▶ **REQUIRED TASK**
Extract each line of the data below exactly as written.

▶ **EXTRACTED INFORMATION**
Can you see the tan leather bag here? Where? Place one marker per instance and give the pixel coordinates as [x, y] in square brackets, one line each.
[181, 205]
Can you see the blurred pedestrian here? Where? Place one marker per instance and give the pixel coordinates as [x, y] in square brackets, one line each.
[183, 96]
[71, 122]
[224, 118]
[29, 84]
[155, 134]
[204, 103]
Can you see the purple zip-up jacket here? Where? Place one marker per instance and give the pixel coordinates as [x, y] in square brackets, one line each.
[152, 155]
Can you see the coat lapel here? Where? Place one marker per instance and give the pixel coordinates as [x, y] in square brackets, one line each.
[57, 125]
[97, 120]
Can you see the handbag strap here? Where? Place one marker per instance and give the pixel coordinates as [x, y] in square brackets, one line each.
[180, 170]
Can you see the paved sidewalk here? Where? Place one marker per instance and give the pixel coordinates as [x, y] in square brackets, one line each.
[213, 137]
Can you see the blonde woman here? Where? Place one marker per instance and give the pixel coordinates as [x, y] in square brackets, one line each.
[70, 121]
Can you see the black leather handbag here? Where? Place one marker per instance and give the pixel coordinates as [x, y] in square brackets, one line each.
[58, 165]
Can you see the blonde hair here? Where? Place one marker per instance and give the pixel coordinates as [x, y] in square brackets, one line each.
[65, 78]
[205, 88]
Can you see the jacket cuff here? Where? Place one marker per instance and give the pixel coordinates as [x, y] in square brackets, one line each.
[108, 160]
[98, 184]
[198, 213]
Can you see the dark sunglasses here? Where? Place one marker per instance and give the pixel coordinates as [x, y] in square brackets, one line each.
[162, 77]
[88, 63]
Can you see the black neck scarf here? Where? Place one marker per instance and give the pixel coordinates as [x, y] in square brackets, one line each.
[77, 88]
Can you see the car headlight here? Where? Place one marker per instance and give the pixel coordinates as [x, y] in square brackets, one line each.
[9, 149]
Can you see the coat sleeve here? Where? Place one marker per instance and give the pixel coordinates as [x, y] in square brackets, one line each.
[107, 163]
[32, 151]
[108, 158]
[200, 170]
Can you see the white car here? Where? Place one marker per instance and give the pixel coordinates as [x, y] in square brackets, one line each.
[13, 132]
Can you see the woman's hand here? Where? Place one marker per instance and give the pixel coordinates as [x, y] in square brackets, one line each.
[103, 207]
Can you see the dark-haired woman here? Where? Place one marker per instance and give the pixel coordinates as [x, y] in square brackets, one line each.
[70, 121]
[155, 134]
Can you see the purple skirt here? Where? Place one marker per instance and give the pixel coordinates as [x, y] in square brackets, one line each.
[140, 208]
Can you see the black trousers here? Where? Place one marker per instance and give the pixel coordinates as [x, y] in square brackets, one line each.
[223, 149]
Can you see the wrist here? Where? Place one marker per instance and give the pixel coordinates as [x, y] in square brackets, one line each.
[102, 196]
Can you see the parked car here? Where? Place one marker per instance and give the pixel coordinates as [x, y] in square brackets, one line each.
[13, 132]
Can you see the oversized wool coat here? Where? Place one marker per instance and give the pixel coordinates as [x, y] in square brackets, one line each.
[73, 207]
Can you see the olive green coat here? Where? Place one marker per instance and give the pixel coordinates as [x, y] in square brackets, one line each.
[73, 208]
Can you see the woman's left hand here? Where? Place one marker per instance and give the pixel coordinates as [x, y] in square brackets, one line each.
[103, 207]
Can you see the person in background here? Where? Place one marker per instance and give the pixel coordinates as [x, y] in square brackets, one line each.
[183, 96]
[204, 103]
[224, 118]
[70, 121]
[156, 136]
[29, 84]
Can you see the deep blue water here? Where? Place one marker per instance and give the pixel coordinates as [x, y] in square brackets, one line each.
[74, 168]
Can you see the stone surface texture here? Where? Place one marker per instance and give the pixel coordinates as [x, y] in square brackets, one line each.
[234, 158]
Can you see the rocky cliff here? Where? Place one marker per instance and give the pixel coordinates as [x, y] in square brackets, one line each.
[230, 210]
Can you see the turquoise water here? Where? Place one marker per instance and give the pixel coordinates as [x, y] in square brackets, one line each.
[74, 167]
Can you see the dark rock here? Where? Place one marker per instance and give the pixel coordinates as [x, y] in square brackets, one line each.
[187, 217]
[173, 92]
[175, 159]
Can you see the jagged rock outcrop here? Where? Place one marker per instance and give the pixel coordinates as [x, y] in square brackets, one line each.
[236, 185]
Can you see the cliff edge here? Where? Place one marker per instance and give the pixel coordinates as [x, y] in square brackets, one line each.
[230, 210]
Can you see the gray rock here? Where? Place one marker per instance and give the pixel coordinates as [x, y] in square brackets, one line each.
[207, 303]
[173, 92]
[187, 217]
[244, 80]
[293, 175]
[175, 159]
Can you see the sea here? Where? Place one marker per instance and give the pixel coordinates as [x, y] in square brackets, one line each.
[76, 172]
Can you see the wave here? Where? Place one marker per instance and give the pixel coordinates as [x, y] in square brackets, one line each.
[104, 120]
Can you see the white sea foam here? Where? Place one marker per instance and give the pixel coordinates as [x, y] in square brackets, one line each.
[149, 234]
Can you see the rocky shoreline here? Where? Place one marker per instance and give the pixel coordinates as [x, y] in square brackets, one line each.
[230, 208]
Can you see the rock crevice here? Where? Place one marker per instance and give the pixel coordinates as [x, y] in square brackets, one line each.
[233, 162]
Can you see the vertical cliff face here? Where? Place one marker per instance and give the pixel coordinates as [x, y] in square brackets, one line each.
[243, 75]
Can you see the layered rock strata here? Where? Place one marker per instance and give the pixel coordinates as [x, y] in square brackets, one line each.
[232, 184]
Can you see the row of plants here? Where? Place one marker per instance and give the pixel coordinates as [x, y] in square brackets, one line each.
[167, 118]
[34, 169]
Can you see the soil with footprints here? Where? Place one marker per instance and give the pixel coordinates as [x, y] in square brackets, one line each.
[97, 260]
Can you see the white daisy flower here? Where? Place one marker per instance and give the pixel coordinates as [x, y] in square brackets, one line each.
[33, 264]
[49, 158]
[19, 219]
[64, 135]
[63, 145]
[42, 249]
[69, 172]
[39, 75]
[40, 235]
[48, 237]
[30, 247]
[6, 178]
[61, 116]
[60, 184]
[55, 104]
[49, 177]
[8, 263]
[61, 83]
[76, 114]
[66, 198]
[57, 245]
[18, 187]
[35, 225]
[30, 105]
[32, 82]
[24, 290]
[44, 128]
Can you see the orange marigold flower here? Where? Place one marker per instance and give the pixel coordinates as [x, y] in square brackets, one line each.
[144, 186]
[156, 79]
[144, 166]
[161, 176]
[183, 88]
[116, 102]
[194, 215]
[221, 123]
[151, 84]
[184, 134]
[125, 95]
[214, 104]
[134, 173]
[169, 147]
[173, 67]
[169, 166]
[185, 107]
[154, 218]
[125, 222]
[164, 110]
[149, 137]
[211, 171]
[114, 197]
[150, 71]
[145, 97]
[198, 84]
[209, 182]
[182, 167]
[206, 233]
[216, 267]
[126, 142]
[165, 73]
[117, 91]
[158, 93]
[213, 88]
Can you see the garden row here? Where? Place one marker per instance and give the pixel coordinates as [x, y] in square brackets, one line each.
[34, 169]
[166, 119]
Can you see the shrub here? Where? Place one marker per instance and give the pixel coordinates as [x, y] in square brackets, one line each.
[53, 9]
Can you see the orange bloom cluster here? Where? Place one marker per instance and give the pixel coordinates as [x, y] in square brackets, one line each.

▶ **ANSWER BELOW**
Can you see the tan leather bag here? Where? Place one marker per instance and give the pixel coordinates as [x, y] in square brackets, one line each.
[181, 205]
Can you see the blurred pedestrian here? Where? Place one marker per instance and give the pixel coordinates as [x, y] in square brackets, one line each.
[183, 96]
[71, 122]
[224, 118]
[29, 84]
[155, 134]
[204, 103]
Can you see the purple zip-up jacket here? Where? Place one marker per instance and give the pixel coordinates as [x, y] in square brackets, one line each.
[152, 155]
Can you see the coat lapel here? Where? Place one marker per instance and give the pixel coordinates as [x, y] in square brackets, one line each.
[57, 125]
[97, 120]
Can you see the handbag strap here? Where? Place one marker per instance and give the pixel coordinates as [x, y] in square brackets, one line each.
[180, 170]
Can you see the paved sidewalk here? Where? Place one marker per instance and give the pixel coordinates as [x, y] in square brackets, one line each.
[213, 137]
Can you see the blonde woman here? Where? Place one marker per instance and give the pixel coordinates as [x, y] in square brackets, one line each.
[70, 121]
Can you see the black leather handbag here? Where? Place one marker per instance and give the pixel coordinates as [x, y] in square brackets, one line each.
[58, 165]
Can you see the blonde hair here? Where? Place one marker per instance and give the pixel coordinates as [x, y] in square brackets, one line each.
[65, 78]
[205, 88]
Can you see the jacket cuff here? Where? Place one marker per instance and give the pixel coordinates as [x, y] in square brackets, one line each.
[108, 160]
[98, 184]
[198, 213]
Can you see the dark sunglasses here? Where? Place one marker per instance and give the pixel coordinates as [x, y] in square brackets, one line each.
[162, 77]
[88, 63]
Can you see the black neck scarf here? Where? Place one marker per instance and give the pixel coordinates as [x, y] in square brackets, one line each.
[77, 88]
Can you see the car headlight here? Where? Place one marker per instance and give the pixel coordinates as [x, y] in square brackets, one line each.
[9, 149]
Can you see the coat sleeve here? Where? Place one marker per instance and give the pixel coordinates as [x, y] in square brackets, one line each.
[107, 163]
[32, 151]
[108, 158]
[200, 170]
Can you see the white car here? Where? Place one marker per instance and give the pixel coordinates as [x, y] in square brackets, one line each.
[13, 132]
Can you see the woman's hand here? Where? Place one marker per instance and give the pixel coordinates as [x, y] in square brackets, one line each.
[103, 207]
Can you see the dark-haired woman here? Where? Place one marker per instance and give the pixel coordinates as [x, y] in square brackets, one line each.
[70, 121]
[155, 134]
Can you see the purple skirt here? Where? Place one marker per instance and give the pixel coordinates as [x, y] in square brackets, one line each.
[140, 208]
Can you see the black trousers here? Where? Place one marker per instance and give the pixel coordinates as [x, y] in square brackets, one line each.
[223, 149]
Can you see the wrist here? Where? Place one marker per instance and give the pixel coordinates as [x, y] in square brackets, one line each.
[102, 196]
Can you see the parked car here? Where? Place one marker per instance and give the pixel coordinates as [x, y] in square brackets, one line each.
[13, 132]
Can you see the oversized wool coat here? Where? Place one marker per instance and give the pixel coordinates as [x, y] in square brackets, one line each.
[73, 207]
Can you see the olive green coat here? Where? Place one marker per instance and give the pixel coordinates as [x, y] in square brackets, one line each.
[73, 208]
Can you see the woman's left hand here? Where? Place one marker per instance and give the pixel coordinates as [x, y] in square brackets, one line each.
[103, 207]
Can you see the person in background here? Where? Place one marker per instance and give the pixel coordinates as [x, y] in square brackets, one line each.
[183, 96]
[204, 103]
[224, 118]
[70, 121]
[156, 136]
[29, 84]
Can you see the deep blue water here? Where? Place one marker per instance and give the pixel coordinates as [x, y] in square brackets, one line each.
[74, 168]
Can you see the stone surface texture here? Where? Place one marker per instance and give the pixel coordinates as [x, y] in square brackets, one line each.
[234, 158]
Can you see the rocky cliff here? Where? Place one marker per instance and give the pixel coordinates as [x, y] in square brackets, one line each.
[230, 210]
Can you see the turquoise water here? Where? Place one marker per instance and give the pixel coordinates as [x, y] in square brackets, one line each.
[74, 167]
Can you see the dark rock here? Where? Place one marker per instance and give the pixel coordinates as [x, y] in square brackets, one line each.
[187, 217]
[173, 92]
[175, 159]
Can you see the jagged rock outcrop here? Where? Place one marker per instance and give the pixel coordinates as [x, y] in square brackets, one line each.
[236, 185]
Can you see the cliff edge here? Where? Place one marker per instance and give the pixel coordinates as [x, y] in square brackets, one line each.
[230, 210]
Can you see the gray rock here? Where? Place one marker per instance and give the pixel coordinates as [x, y] in square brackets, one line each.
[207, 303]
[173, 92]
[187, 217]
[244, 80]
[293, 175]
[175, 159]
Can you see the sea here? Where? Place one marker per instance and give the pixel coordinates as [x, y] in square brackets, one line each.
[76, 172]
Can you see the wave here? Where? Place one marker per instance and give the pixel coordinates as [x, y] in square brackets, one line each.
[104, 120]
Can you see the white sea foam here? Where? Place one marker per instance and give the pixel coordinates as [x, y] in square brackets, one line each.
[149, 234]
Can you see the rocky shoreline here? Where? Place one marker per instance and give the pixel coordinates as [x, y] in square brackets, one line each.
[230, 208]
Can you see the rock crevice here? Where? Place one marker per instance and give the pixel coordinates as [x, y] in square brackets, one line each.
[233, 162]
Can you see the vertical cliff face here? Where? Place one marker per instance and give the pixel coordinates as [x, y] in square brackets, one line each.
[243, 75]
Can you see the layered rock strata here? Where? Place one marker per instance and give the pixel coordinates as [x, y] in square brackets, one line each.
[232, 184]
Can you see the row of plants here? Where? Place one marker per instance and give the pixel coordinates as [x, y] in square brackets, one line each.
[167, 118]
[34, 169]
Can you see the soil with footprints here? Where? Place one marker per instance and give the pixel coordinates as [x, y] in square brackets, one line each.
[97, 260]
Can you see the white daisy flower here? Where? Place one marker per instance and give the pixel coordinates as [x, y] in square brackets, one line each.
[33, 264]
[49, 158]
[19, 219]
[64, 135]
[63, 145]
[42, 249]
[69, 172]
[39, 75]
[40, 235]
[48, 237]
[30, 247]
[6, 178]
[61, 116]
[60, 184]
[55, 104]
[49, 177]
[8, 263]
[61, 83]
[76, 114]
[66, 198]
[57, 245]
[18, 187]
[35, 225]
[30, 105]
[32, 82]
[24, 290]
[44, 128]
Can you see the orange marigold flower here? Where? Place one marker per instance and give the pixel coordinates as [x, y] in square brackets, one line each.
[144, 186]
[156, 79]
[144, 166]
[161, 176]
[183, 88]
[116, 102]
[194, 215]
[221, 123]
[151, 84]
[184, 134]
[125, 95]
[214, 104]
[134, 173]
[169, 147]
[173, 67]
[169, 166]
[185, 107]
[154, 218]
[125, 222]
[164, 110]
[149, 137]
[211, 171]
[114, 197]
[150, 71]
[145, 97]
[198, 84]
[209, 182]
[182, 167]
[206, 233]
[216, 267]
[126, 142]
[165, 73]
[117, 91]
[158, 93]
[213, 88]
Can you see the garden row here? Where? Place one marker per instance and give the pixel coordinates as [x, y] in square brackets, one line each.
[34, 169]
[166, 119]
Can you see the shrub here? Where? Place one marker per instance and give the pixel coordinates as [x, y] in square brackets, one line each.
[53, 9]
Can you see the orange bloom cluster here? Where? Place one marker per instance and give the pixel coordinates as [x, y] in square brackets, one line each.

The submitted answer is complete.